* Activity *
Each line of the records below that contains "every" needs to be copied.

Extracted records

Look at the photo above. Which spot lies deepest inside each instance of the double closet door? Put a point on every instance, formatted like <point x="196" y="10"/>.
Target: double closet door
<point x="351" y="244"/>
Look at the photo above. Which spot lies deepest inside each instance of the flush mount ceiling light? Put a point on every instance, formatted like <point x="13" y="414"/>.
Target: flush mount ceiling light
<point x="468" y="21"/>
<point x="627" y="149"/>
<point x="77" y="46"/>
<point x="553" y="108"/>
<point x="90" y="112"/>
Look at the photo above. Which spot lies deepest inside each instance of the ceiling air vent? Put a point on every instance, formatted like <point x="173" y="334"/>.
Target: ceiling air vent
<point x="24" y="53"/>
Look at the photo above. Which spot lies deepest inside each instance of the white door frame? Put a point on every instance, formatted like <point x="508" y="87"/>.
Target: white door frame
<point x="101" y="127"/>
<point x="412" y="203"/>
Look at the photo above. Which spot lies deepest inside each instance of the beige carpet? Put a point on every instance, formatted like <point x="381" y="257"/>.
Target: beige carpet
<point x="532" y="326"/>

--

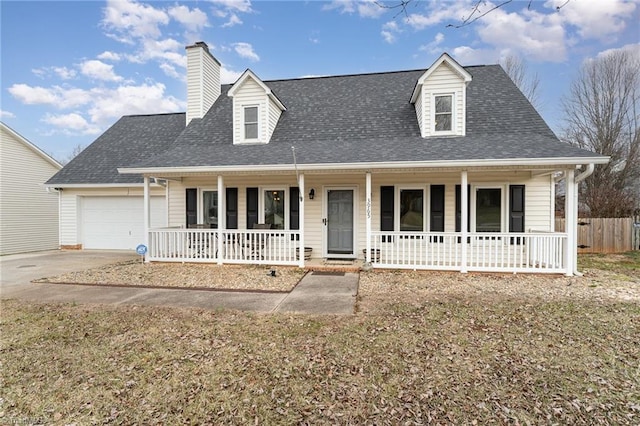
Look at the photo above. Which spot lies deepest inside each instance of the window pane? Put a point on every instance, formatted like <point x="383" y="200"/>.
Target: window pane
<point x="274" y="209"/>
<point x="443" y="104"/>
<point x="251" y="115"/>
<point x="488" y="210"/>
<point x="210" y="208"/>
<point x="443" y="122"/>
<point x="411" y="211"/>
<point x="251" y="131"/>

* Result *
Look at the photo above. Which spot lies deepest inside each instance of the double closet door? Put a point on every instance, formatted like <point x="196" y="10"/>.
Look at the photo above. Which spot lies deepest inside each instance of the flush mount ceiling light? Put a point on every instance, formatted like <point x="13" y="414"/>.
Look at the photo above. Which spot lies deepest inside each instance of the ceiling air vent? Put a point on every instance, formatted like <point x="173" y="334"/>.
Look at the photo above. Which spot lies deepest inside each instance of the white door frame? Put a point on every instance, formatted like <point x="508" y="87"/>.
Look at the photo above. Which spot lies deepest inside each instance of the beige carpet? Put a point on every instance, formatted like <point x="381" y="257"/>.
Look at the photo above. Which spot lies deepest inside each instance of the window pane? Put a point on every instance, formatted like <point x="383" y="200"/>.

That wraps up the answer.